* Brief:
Format the lines below as a JSON list of strings, one string per line, and leave out any blank lines.

* Raw data:
= = = = =

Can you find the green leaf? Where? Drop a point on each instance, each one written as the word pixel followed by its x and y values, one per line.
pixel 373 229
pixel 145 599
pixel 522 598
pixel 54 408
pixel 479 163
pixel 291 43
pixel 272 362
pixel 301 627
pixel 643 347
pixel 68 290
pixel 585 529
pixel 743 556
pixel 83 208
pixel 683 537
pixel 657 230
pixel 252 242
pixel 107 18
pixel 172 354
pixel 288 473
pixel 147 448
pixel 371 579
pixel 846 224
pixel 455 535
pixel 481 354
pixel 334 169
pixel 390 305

= = = = =

* Task answer:
[
  "Can you find the green leaf? Where? Drop a point on each instance, each one written as the word pixel followed by its x and y values, one per line.",
  "pixel 373 229",
  "pixel 145 599",
  "pixel 522 598",
  "pixel 54 408",
  "pixel 479 163",
  "pixel 291 43",
  "pixel 272 362",
  "pixel 301 627",
  "pixel 643 347",
  "pixel 68 290",
  "pixel 585 529",
  "pixel 743 556",
  "pixel 83 208",
  "pixel 683 537",
  "pixel 657 230",
  "pixel 252 242",
  "pixel 107 18",
  "pixel 172 354",
  "pixel 288 473",
  "pixel 147 448",
  "pixel 371 579",
  "pixel 846 224",
  "pixel 455 535",
  "pixel 481 354",
  "pixel 334 169",
  "pixel 390 305"
]